▶ [TASK DETAILS] Starting with the line that contains "bicycle tire shown in this photo." and continuing to the end of the data, output each line as a row in a Markdown table with the columns Row and Line. Skip any blank lines.

* start ROWS *

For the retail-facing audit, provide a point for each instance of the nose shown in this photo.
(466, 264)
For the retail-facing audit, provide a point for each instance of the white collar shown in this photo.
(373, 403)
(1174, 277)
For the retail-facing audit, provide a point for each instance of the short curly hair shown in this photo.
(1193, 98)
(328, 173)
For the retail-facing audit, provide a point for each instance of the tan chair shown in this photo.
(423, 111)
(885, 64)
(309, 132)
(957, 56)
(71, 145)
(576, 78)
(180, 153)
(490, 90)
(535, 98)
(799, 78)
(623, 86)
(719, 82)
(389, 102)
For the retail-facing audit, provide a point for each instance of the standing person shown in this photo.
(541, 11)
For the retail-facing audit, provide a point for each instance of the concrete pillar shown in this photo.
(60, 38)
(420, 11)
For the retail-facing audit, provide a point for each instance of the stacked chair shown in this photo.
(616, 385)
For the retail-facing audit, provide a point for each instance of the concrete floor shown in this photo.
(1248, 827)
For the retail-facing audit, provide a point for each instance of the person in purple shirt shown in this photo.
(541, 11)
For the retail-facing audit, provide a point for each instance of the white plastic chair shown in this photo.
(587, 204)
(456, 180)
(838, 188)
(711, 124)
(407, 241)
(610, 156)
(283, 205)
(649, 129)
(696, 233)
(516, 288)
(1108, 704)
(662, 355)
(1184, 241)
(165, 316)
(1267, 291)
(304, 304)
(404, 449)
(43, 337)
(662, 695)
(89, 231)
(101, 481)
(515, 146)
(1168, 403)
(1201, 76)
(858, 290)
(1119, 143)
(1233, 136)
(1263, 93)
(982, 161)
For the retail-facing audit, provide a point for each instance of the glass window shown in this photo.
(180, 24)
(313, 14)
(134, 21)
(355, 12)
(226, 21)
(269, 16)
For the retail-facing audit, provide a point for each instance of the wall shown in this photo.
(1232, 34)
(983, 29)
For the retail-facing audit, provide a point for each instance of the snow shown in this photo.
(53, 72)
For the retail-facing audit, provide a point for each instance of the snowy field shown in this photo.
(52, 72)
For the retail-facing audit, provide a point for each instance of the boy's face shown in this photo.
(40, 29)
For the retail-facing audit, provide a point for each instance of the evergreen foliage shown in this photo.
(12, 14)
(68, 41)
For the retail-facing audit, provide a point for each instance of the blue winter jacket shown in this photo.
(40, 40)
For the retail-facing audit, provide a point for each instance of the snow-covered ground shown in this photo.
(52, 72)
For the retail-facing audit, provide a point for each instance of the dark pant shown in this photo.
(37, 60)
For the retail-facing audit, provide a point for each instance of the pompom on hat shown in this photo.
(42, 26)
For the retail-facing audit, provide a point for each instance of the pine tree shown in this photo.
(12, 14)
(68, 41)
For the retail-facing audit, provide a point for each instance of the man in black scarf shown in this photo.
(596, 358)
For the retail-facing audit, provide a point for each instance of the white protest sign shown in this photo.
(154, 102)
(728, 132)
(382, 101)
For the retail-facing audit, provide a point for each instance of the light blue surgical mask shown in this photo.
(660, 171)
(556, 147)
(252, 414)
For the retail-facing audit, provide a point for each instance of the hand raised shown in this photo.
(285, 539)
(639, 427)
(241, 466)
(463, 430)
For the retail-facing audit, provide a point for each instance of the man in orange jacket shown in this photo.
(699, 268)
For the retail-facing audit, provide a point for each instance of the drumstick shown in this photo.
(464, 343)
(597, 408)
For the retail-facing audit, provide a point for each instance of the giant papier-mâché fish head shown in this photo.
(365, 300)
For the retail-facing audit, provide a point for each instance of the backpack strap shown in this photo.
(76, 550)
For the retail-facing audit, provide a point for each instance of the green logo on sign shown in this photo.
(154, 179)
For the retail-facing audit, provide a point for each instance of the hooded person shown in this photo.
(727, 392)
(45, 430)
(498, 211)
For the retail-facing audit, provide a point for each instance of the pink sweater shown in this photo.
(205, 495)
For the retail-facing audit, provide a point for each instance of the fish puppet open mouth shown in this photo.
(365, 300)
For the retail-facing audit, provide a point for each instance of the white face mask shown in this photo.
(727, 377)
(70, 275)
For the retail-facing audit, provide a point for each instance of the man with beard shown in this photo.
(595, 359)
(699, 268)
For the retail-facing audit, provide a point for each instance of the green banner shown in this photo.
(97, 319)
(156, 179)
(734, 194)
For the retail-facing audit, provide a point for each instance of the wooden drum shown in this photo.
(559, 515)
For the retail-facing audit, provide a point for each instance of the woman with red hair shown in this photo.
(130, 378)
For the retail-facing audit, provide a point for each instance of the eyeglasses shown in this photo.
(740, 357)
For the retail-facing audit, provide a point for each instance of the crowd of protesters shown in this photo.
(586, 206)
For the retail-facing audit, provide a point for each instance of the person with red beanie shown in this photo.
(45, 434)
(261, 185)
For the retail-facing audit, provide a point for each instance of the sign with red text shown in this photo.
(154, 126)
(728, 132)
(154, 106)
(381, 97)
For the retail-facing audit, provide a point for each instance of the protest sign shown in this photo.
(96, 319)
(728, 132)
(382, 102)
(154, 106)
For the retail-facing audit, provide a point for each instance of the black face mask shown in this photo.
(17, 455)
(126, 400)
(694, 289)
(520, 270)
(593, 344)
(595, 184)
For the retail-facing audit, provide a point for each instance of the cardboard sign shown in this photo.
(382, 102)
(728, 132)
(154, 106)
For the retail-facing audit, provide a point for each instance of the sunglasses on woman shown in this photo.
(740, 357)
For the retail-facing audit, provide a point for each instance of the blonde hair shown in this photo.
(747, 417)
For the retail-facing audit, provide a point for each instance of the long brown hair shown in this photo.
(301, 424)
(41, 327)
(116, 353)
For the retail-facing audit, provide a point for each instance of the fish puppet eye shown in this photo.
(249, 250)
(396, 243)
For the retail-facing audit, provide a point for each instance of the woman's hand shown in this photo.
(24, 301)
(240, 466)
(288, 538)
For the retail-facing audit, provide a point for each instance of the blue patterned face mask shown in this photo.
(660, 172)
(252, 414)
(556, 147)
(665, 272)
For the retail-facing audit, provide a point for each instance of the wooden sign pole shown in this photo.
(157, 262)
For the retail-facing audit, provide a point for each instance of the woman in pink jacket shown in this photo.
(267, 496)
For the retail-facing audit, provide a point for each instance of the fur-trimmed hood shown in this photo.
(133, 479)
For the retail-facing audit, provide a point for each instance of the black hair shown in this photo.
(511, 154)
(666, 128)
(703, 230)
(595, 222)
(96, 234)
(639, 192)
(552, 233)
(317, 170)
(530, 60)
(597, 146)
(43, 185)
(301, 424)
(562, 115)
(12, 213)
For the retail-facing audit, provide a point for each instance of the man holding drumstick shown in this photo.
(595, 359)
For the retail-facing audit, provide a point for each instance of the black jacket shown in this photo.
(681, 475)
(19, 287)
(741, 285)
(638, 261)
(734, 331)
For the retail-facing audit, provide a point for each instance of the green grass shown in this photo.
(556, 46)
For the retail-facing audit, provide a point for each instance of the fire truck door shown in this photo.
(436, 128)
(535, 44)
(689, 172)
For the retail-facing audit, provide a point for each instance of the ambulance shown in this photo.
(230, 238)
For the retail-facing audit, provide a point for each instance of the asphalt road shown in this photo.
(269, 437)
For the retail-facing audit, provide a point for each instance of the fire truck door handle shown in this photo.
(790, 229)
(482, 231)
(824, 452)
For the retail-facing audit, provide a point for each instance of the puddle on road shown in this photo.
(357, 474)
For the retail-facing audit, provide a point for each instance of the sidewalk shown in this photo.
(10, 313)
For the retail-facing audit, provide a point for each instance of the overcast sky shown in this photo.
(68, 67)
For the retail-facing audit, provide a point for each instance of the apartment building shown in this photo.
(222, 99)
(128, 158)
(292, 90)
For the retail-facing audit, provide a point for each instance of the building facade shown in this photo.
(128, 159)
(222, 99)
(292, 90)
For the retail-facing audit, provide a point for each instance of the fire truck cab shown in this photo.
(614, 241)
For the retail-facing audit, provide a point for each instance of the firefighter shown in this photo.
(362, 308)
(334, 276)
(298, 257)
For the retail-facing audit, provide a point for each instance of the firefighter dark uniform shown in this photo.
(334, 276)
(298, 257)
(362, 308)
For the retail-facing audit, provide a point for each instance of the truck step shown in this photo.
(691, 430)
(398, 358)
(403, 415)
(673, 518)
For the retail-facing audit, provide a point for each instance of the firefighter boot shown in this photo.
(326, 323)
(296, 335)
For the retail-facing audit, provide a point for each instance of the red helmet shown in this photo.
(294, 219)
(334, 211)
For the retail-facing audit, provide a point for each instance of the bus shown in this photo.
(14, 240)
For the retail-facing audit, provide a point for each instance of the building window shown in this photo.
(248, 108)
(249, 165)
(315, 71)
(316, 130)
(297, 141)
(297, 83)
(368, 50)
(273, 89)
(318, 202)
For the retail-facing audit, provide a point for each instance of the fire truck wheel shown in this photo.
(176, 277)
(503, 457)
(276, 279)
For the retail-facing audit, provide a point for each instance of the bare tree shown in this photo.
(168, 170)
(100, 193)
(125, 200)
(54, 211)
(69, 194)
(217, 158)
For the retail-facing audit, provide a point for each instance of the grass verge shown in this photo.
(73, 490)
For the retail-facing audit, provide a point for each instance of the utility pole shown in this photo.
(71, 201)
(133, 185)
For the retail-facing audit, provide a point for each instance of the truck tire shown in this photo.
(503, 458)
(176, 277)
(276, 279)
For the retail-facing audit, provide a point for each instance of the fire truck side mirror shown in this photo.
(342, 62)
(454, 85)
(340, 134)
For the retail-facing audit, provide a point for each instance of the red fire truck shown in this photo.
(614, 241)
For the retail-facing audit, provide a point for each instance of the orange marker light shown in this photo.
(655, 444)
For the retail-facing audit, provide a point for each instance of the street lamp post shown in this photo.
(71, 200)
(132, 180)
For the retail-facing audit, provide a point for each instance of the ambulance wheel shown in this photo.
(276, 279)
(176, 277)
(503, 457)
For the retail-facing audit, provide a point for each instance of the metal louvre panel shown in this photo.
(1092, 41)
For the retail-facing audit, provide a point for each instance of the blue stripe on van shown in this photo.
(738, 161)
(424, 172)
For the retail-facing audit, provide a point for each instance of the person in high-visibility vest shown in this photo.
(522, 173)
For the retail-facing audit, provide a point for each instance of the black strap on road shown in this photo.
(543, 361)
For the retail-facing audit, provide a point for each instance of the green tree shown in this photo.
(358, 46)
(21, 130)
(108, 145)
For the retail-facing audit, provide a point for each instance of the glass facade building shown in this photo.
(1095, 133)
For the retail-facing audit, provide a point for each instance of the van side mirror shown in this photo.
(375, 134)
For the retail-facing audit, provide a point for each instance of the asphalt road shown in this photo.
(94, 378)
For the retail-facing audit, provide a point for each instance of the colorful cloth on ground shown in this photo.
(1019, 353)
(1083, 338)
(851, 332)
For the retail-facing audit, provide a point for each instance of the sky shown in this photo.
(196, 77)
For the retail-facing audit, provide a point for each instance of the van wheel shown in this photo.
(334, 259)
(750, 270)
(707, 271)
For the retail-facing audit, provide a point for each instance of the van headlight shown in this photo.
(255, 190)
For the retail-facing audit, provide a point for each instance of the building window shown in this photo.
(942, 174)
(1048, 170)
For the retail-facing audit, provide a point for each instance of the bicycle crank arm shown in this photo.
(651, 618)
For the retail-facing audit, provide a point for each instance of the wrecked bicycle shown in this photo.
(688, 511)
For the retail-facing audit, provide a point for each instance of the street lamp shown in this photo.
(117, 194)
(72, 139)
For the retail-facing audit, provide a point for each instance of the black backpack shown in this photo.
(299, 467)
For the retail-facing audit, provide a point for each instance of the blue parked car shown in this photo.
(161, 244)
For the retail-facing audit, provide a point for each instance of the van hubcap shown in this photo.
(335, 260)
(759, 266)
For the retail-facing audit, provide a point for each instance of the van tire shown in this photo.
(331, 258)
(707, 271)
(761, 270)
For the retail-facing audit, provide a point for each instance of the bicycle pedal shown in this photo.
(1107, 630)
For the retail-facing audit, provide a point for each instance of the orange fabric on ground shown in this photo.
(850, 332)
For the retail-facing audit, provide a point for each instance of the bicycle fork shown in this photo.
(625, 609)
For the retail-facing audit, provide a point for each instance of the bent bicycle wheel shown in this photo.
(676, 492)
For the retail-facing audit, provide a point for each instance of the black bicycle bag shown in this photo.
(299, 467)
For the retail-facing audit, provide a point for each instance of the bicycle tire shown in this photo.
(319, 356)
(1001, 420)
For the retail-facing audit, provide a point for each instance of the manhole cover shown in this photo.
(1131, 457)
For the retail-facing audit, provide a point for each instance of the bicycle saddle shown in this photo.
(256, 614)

* end ROWS *

▶ [EXERCISE SOLUTION]
| Row | Line |
|---|---|
| 1 | For the retail-facing audit, provide a point for each instance of the bicycle tire shown in this photo. |
| 2 | (319, 356) |
| 3 | (1001, 420) |
| 4 | For the retail-facing audit, provide a point for each instance of the manhole cover shown in this photo. |
| 5 | (1131, 457) |
| 6 | For the retail-facing audit, provide a point for each instance of the bicycle saddle shown in this photo. |
| 7 | (256, 614) |